* Requirement: Pull out every line of the items below that contains the word "wooden", treating uppercase and lowercase as different.

Items listed in a dataset:
+++

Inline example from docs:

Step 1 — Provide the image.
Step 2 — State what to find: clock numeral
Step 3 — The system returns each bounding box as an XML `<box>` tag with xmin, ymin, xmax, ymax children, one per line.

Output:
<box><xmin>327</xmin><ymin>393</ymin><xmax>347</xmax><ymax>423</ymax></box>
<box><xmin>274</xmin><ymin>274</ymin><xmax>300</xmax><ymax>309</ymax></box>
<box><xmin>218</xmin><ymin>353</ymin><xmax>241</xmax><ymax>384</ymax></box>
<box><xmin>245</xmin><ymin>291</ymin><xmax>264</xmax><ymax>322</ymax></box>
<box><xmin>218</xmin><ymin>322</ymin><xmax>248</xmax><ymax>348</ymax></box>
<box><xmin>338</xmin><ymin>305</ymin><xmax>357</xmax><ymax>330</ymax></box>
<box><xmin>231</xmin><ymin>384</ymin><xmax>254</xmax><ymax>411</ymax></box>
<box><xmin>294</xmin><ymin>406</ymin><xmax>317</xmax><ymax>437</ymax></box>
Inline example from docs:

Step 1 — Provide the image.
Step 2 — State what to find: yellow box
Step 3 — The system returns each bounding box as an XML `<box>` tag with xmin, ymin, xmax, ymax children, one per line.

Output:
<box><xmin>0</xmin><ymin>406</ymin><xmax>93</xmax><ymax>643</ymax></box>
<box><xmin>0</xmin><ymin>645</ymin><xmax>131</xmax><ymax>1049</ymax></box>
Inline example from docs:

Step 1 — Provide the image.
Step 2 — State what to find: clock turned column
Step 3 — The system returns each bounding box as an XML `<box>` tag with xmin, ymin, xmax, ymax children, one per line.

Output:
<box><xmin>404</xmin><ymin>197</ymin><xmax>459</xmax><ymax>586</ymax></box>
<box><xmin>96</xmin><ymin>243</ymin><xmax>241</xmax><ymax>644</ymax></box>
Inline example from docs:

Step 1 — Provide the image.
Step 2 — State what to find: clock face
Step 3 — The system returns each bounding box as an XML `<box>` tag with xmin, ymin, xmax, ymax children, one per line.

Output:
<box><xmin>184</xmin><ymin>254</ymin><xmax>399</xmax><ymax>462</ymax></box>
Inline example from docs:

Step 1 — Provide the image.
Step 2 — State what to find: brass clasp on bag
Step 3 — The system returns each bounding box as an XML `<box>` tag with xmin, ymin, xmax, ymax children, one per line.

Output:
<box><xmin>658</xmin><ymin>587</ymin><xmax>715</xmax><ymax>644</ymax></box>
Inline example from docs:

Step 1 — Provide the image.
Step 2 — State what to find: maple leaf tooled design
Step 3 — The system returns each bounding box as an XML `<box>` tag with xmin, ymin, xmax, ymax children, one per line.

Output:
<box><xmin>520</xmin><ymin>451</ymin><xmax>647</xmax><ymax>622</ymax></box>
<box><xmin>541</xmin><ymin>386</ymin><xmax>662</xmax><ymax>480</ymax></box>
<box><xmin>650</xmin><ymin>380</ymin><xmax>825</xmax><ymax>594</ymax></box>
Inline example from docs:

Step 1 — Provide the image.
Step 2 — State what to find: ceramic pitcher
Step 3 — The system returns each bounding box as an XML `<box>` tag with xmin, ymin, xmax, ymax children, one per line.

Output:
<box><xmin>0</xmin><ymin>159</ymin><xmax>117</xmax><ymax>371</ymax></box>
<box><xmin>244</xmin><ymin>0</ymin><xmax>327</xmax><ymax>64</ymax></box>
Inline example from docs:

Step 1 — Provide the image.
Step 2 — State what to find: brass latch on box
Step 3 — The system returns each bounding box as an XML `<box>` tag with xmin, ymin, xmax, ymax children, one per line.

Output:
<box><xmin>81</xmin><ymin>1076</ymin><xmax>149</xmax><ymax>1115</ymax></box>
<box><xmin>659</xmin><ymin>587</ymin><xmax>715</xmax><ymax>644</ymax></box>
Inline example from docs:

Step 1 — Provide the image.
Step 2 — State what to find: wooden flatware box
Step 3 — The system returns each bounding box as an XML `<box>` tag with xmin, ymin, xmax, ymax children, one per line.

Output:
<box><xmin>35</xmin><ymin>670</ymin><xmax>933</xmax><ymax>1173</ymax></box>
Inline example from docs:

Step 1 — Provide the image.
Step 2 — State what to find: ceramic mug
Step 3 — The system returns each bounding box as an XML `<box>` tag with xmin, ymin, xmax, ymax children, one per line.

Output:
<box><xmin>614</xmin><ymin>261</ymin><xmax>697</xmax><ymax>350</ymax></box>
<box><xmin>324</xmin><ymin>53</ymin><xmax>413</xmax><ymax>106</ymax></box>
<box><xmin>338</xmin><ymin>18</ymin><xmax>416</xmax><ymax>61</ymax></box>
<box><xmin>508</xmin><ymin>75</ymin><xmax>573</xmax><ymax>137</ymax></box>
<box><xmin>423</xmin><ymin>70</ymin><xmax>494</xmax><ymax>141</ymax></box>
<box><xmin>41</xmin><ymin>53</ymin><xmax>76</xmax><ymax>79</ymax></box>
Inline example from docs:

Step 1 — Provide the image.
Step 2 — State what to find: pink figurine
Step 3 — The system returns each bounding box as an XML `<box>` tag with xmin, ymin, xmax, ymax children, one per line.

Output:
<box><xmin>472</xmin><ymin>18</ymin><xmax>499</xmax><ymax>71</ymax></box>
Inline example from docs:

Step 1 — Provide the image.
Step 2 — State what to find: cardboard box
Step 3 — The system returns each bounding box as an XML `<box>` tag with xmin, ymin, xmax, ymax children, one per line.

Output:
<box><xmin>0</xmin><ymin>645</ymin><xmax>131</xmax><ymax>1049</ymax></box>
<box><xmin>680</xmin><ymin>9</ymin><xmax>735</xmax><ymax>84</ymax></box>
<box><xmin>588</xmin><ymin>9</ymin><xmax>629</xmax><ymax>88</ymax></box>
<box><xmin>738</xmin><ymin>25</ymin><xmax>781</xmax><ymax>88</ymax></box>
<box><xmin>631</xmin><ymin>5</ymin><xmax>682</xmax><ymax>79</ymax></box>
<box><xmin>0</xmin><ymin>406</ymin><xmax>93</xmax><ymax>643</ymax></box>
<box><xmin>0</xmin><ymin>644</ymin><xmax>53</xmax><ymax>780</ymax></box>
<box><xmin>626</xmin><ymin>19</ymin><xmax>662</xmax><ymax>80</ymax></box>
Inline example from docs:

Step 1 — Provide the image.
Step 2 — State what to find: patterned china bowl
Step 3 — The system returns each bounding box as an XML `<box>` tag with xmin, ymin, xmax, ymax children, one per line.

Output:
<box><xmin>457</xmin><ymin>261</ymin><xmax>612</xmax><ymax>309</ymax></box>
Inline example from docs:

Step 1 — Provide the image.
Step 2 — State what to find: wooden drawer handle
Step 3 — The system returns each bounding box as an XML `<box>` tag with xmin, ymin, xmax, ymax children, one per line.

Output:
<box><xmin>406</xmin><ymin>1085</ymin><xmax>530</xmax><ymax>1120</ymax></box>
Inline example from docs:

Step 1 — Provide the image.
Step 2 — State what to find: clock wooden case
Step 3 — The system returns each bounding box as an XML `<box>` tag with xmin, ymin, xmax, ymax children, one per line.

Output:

+++

* Response:
Step 2 — State what to find: wooden flatware box
Step 2 — State what to find: wooden drawer handle
Step 2 — State what to find: clock wooden case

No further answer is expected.